---------- The data

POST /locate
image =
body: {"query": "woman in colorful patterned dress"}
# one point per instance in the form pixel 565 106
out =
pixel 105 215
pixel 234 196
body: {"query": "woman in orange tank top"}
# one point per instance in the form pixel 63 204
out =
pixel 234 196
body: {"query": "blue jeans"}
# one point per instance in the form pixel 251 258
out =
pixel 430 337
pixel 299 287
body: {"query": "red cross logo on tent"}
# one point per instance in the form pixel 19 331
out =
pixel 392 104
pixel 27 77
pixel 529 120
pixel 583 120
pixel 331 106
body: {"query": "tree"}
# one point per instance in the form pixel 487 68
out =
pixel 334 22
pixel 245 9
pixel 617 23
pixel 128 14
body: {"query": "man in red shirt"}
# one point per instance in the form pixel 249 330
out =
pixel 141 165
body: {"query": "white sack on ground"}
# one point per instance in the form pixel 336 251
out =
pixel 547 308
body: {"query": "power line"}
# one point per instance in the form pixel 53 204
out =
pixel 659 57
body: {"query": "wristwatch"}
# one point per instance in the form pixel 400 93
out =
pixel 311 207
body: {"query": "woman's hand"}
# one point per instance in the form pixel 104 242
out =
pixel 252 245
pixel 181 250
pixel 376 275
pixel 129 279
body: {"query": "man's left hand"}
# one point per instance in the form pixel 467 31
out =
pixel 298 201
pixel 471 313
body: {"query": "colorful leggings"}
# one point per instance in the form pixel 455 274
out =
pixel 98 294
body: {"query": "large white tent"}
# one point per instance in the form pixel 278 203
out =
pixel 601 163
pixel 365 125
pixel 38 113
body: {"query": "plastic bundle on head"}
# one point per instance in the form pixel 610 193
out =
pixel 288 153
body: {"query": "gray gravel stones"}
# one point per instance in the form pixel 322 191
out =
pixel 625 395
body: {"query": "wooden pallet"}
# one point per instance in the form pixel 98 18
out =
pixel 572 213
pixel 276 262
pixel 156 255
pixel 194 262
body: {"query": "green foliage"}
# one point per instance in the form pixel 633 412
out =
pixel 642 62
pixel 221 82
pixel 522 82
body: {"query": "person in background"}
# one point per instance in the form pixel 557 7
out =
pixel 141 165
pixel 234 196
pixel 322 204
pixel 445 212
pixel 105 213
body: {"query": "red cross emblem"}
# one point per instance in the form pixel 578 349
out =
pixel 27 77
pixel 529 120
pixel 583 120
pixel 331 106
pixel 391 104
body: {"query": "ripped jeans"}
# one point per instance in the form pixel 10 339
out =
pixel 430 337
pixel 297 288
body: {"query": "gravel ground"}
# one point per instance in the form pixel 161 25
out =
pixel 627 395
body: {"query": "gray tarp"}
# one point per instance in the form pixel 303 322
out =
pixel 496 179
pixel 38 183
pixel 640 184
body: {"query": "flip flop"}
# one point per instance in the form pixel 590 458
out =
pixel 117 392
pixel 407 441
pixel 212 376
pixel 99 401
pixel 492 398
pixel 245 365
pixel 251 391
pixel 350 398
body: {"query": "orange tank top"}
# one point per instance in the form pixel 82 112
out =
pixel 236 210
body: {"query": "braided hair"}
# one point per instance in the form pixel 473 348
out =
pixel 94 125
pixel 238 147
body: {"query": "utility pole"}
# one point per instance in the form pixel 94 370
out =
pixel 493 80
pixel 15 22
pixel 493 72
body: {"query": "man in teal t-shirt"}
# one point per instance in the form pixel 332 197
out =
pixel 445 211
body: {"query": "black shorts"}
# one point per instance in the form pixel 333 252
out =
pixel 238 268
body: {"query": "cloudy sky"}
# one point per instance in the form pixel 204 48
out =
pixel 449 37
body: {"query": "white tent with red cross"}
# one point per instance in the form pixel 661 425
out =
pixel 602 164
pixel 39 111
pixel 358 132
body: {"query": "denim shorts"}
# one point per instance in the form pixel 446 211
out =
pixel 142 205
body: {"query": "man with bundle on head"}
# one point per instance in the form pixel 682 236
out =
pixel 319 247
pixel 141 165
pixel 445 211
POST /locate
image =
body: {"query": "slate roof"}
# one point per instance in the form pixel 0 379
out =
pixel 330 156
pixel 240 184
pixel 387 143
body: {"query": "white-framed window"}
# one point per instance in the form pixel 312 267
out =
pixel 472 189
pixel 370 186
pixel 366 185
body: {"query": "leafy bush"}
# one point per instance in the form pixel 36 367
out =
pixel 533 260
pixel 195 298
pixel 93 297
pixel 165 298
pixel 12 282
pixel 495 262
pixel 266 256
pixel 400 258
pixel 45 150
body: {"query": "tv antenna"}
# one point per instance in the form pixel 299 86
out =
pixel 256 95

--------------------

• [What needs to be done] What you give back must match the material word for word.

• [Your solution]
POST /locate
image =
body: {"query": "woman in colorful patterned dress"}
# one point per instance in the form pixel 565 106
out =
pixel 105 215
pixel 234 196
body: {"query": "woman in orange tank top"}
# one point per instance in the form pixel 63 204
out =
pixel 234 196
body: {"query": "blue jeans"}
# one point per instance in the form pixel 251 258
out =
pixel 430 337
pixel 299 287
body: {"query": "red cross logo on tent"}
# one point per instance in the form pixel 19 331
out =
pixel 392 104
pixel 27 77
pixel 529 120
pixel 583 120
pixel 331 106
body: {"query": "tree"}
# one point per instance in the form pixel 487 68
out =
pixel 334 22
pixel 245 9
pixel 617 23
pixel 128 14
body: {"query": "man in red shirt"}
# one point per instance in the form pixel 249 330
out =
pixel 141 165
body: {"query": "white sack on ground"}
# one point per instance in the form pixel 336 251
out =
pixel 547 308
body: {"query": "power line"}
# one point per instance in the form pixel 53 204
out =
pixel 659 57
body: {"query": "wristwatch"}
# one point per instance in the form pixel 400 93
out =
pixel 311 207
body: {"query": "woman's hand"}
# one point per instance in the form pixel 104 242
out =
pixel 252 245
pixel 181 250
pixel 376 275
pixel 129 279
body: {"query": "man's left hand"}
# one point per instance in the form pixel 467 31
out =
pixel 298 201
pixel 471 313
body: {"query": "colorful leggings"}
# one point per instance in the form pixel 455 274
out =
pixel 98 294
body: {"query": "large white tent"}
# one point per instance in the form pixel 278 203
out =
pixel 601 163
pixel 365 125
pixel 38 113
body: {"query": "plastic bundle on head"}
# one point per instance in the form pixel 610 193
out =
pixel 288 153
body: {"query": "gray gravel stones"}
# one point per instance in the form pixel 322 191
out =
pixel 625 395
body: {"query": "wooden pallet"}
# one point per instance in the form pixel 98 18
out =
pixel 572 213
pixel 276 262
pixel 156 255
pixel 194 262
body: {"query": "green foliage"}
# one point per instance in the form pixel 633 412
out =
pixel 642 62
pixel 221 82
pixel 522 82
body: {"query": "person in background"}
# one point per instance in the form pixel 557 7
out =
pixel 141 165
pixel 234 196
pixel 322 204
pixel 445 212
pixel 105 213
body: {"query": "red cross emblem"}
# one point per instance in the form pixel 578 349
out =
pixel 27 77
pixel 529 120
pixel 583 120
pixel 331 106
pixel 391 104
body: {"query": "ripped jeans"}
# one point per instance in the form pixel 10 339
out =
pixel 430 337
pixel 297 288
body: {"query": "gravel ground"}
# one point per instance in the form pixel 161 25
out =
pixel 627 395
body: {"query": "gray tarp"}
# one point per instance in the form pixel 303 322
out =
pixel 496 179
pixel 38 183
pixel 640 184
body: {"query": "flip flop"}
# one point per instance in the form pixel 590 458
out =
pixel 117 392
pixel 407 441
pixel 212 376
pixel 99 401
pixel 492 398
pixel 245 365
pixel 251 391
pixel 350 398
body: {"query": "orange tank top"}
# one point per instance in the form pixel 82 112
out =
pixel 236 210
body: {"query": "braided hair"}
# one point per instance in the form pixel 473 348
out =
pixel 94 125
pixel 238 147
body: {"query": "utility pole"}
# one point per instance in the form pixel 94 370
out =
pixel 493 80
pixel 15 22
pixel 493 72
body: {"query": "man in teal t-shirt"}
# one point per instance in the form pixel 332 197
out =
pixel 445 211
body: {"query": "black shorts"}
# one point per instance in the form pixel 333 252
out =
pixel 238 268
body: {"query": "cloudy sky"}
# one point per instance in the form pixel 204 48
out =
pixel 449 37
body: {"query": "white tent with red cross"}
# one point per instance in the form pixel 661 425
out =
pixel 602 164
pixel 39 111
pixel 358 132
body: {"query": "denim shorts"}
# one point per instance in the form pixel 446 211
out =
pixel 142 205
body: {"query": "man with bundle on head"}
# one point per instance in the form pixel 682 236
out =
pixel 319 247
pixel 141 165
pixel 445 211
POST /locate
image =
body: {"query": "slate roof"}
# one point per instance in the form pixel 0 379
out =
pixel 330 156
pixel 240 184
pixel 387 143
body: {"query": "white-framed window"}
# one point per instance in the form pixel 312 267
out =
pixel 472 189
pixel 370 186
pixel 366 185
body: {"query": "leafy bush"}
# one point per instance in the form pixel 36 367
out =
pixel 533 260
pixel 195 298
pixel 93 297
pixel 165 298
pixel 12 282
pixel 495 262
pixel 266 256
pixel 400 258
pixel 45 150
body: {"query": "tv antenna"}
# one point per instance in the form pixel 299 86
out =
pixel 256 95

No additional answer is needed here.